*Data entries:*
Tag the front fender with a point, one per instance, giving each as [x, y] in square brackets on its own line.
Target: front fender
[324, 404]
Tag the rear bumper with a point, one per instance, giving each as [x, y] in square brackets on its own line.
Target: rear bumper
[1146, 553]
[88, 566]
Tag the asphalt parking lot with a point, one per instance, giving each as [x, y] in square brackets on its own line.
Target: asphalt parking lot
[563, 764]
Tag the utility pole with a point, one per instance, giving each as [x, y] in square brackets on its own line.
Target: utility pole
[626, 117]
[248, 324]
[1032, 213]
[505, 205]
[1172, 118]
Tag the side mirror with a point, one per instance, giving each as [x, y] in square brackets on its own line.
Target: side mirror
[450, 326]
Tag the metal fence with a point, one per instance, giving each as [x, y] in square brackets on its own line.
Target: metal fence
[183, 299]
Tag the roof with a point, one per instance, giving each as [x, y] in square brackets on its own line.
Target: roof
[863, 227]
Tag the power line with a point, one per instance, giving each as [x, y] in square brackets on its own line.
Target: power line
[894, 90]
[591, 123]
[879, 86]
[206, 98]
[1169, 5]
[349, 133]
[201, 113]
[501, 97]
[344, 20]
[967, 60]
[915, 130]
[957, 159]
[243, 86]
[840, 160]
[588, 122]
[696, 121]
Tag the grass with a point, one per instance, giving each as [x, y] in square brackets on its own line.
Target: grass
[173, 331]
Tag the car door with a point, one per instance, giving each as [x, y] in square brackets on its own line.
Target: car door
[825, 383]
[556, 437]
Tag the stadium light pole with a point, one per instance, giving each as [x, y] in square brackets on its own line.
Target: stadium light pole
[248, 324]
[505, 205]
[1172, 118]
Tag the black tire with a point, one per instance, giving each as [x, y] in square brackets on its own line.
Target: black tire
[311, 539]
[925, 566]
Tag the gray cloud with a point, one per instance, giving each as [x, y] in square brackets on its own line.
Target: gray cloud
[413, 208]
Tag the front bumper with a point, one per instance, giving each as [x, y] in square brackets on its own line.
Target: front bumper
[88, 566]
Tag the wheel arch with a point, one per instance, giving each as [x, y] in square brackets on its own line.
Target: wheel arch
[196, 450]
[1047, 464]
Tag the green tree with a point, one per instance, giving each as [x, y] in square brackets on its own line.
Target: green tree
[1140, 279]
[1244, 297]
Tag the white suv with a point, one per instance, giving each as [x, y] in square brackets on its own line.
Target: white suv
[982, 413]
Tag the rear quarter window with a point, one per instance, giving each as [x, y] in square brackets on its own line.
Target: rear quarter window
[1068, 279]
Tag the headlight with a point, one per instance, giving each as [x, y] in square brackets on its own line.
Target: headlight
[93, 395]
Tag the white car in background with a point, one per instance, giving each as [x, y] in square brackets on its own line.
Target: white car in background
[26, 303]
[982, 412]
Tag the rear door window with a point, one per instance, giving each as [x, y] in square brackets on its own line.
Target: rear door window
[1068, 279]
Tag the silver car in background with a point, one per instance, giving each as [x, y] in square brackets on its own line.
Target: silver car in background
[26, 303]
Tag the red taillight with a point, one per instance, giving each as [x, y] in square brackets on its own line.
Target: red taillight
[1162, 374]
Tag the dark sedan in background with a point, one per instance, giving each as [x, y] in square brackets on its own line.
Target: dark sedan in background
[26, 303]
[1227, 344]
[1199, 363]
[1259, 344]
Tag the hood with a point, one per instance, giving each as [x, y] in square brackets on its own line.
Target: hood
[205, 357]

*What this task involves:* What is needed here is an exact reproduction of all the entries.

*Answer in full:*
Tag the front fender with a point, one per instance, giving each as [x, y] in square brackets on its own line.
Target: front fender
[324, 404]
Tag the rear bumper with a point, one per instance, giving each as [x, y] in square brackets on its own line.
Target: rear bumper
[1146, 553]
[88, 566]
Tag the asphalt parking lot with a point, one per instance, giving each as [x, y] in square brackets on its own line.
Target: asphalt parking lot
[563, 764]
Tag the utility pole with a point, one per instance, giving each as [x, y] in square brackets on its own line.
Target: utility pole
[626, 117]
[248, 324]
[1032, 213]
[505, 205]
[1172, 118]
Tag the side mirror with a point, one per instance, giving each as [x, y] in square brackets on its own line.
Target: side mirror
[450, 326]
Tag the metal fence with a point, one per instance, giving each as [x, y] in square brackets on its own line.
Target: metal fence
[183, 299]
Tag the roof with a point, one per instance, giving each as [x, y] in square brackets on its own line.
Target: roof
[863, 227]
Tag the power line with a point, one per instance, giving each as [x, y] in square brackets on its own line.
Target: power line
[894, 90]
[591, 123]
[879, 86]
[206, 98]
[1169, 5]
[349, 133]
[201, 113]
[501, 97]
[344, 20]
[967, 60]
[915, 130]
[957, 159]
[243, 86]
[840, 160]
[588, 122]
[696, 121]
Tag the grass with a point, one per instance, giving each as [x, y] in square brackets on its own line.
Target: grass
[173, 331]
Tag the car door with a point, one per instance, giving each as [x, y] in square brackets on its own line.
Target: car door
[825, 383]
[556, 437]
Tag the stadium light pole with a point, one per instance, giving each as [x, y] in square brackets on its own line.
Target: stadium light pole
[248, 324]
[505, 205]
[1172, 118]
Tag the black tire with a point, one per instance, giving each as [x, y] in square brackets on its own line.
Target: black tire
[311, 539]
[925, 566]
Tag the gray cloud with a point, one per instance, giving each as [x, y] in square brackets on its own line.
Target: gray cloud
[413, 208]
Tag the front bumper with a point, one per instance, giving each as [x, y] in square brackets on its own line.
Target: front bumper
[88, 566]
Tag the wheel arch with a point, one per instance, giving each as [x, y] in square brackets on its own line.
Target: wheel arch
[196, 450]
[1047, 464]
Tag the green tree with a point, one per instance, giving each as [x, y] in square brackets on its own line.
Target: green tree
[1140, 279]
[1244, 297]
Tag the white suv with a point, one per instance, giving each as [x, y] in square brackets on its own line.
Target: white suv
[982, 413]
Tag the rear quarter window with a point, one per instance, giving each as [x, y] in square brackets on its own line.
Target: rear quarter window
[1068, 279]
Tag the headlight with a point, one per instance, giving each as [x, y] in square brackets on its own line.
Target: headlight
[93, 395]
Tag the white car in background with a point, one per instance, giving each as [x, y] in square brackets on its own line.
Target: white car in background
[26, 303]
[982, 412]
Tag the rear door window with a point, one per instance, giving each as [x, y] in square brackets on its own line.
Target: rear door window
[1068, 279]
Tag the silver car in background with a point, one per instance, giving each as [x, y] in square brackets on its own line.
Target: silver car in background
[26, 303]
Tag the red taillight with a point, one per instance, giving each as [x, y] in square brackets on its own line.
Target: red taillight
[1162, 374]
Tag the dark sedan in background with a point, one per instance, giving each as [x, y] in square brackets on its own line.
Target: dark sedan in background
[26, 303]
[1227, 344]
[1199, 363]
[1259, 344]
Tag the hood with a point, one per instance, giving each as [x, y] in square brackets on its own line.
Target: hood
[205, 357]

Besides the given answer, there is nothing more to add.